[Working data]
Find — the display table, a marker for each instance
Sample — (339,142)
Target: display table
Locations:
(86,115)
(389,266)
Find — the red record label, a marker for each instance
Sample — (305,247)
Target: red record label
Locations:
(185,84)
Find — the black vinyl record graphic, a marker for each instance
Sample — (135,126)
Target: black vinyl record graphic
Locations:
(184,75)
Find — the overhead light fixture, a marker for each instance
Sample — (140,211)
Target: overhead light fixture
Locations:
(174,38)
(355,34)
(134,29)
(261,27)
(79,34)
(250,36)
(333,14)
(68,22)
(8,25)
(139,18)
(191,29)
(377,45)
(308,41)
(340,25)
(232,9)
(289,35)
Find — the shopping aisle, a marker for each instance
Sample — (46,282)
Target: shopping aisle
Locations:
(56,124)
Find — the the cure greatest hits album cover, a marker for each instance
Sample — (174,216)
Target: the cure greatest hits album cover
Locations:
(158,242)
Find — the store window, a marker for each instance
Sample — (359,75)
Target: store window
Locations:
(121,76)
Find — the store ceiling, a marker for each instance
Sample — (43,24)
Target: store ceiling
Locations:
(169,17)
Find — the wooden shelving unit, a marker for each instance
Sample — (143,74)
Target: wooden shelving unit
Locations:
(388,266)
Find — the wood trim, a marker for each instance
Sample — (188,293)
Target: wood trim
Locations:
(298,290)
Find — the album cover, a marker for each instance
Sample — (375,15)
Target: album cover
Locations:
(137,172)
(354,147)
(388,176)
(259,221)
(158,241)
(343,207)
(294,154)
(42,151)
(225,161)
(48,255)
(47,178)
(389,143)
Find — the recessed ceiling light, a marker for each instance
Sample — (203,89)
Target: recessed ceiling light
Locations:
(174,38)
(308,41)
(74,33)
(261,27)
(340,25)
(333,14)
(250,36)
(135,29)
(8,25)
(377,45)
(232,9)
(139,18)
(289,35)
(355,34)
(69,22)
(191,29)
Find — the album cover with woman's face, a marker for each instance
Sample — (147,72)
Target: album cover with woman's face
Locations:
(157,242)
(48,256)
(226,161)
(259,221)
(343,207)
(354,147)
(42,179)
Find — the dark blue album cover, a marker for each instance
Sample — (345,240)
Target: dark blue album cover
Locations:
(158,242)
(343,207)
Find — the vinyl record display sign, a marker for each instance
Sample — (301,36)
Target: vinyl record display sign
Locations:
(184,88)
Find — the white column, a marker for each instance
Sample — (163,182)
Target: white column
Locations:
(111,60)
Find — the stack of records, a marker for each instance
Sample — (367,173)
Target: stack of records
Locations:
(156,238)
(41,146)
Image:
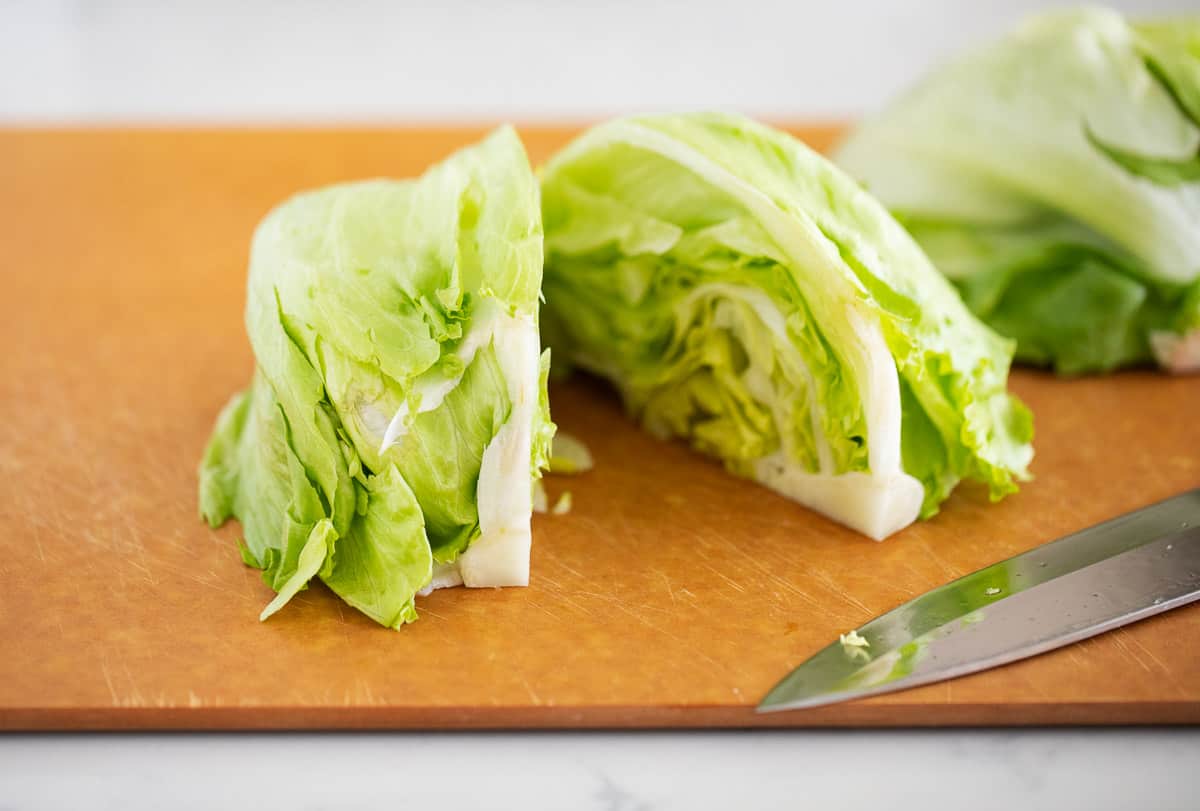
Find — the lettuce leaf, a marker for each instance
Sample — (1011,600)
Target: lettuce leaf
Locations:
(397,416)
(745,294)
(1055,178)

[About this exercise] Copy back the listing above exactly, but only from the line with "Target: red record label" through the line with "Find — the overhead", both ends included.

[Reply]
Target: red record label
Locations:
(185,84)
Find — the black vinyl record graphic, a marker for each instance
Sample — (135,126)
Target: black vinyl record graphic
Locations:
(184,75)
Find — the overhead light fixture, a marker for each instance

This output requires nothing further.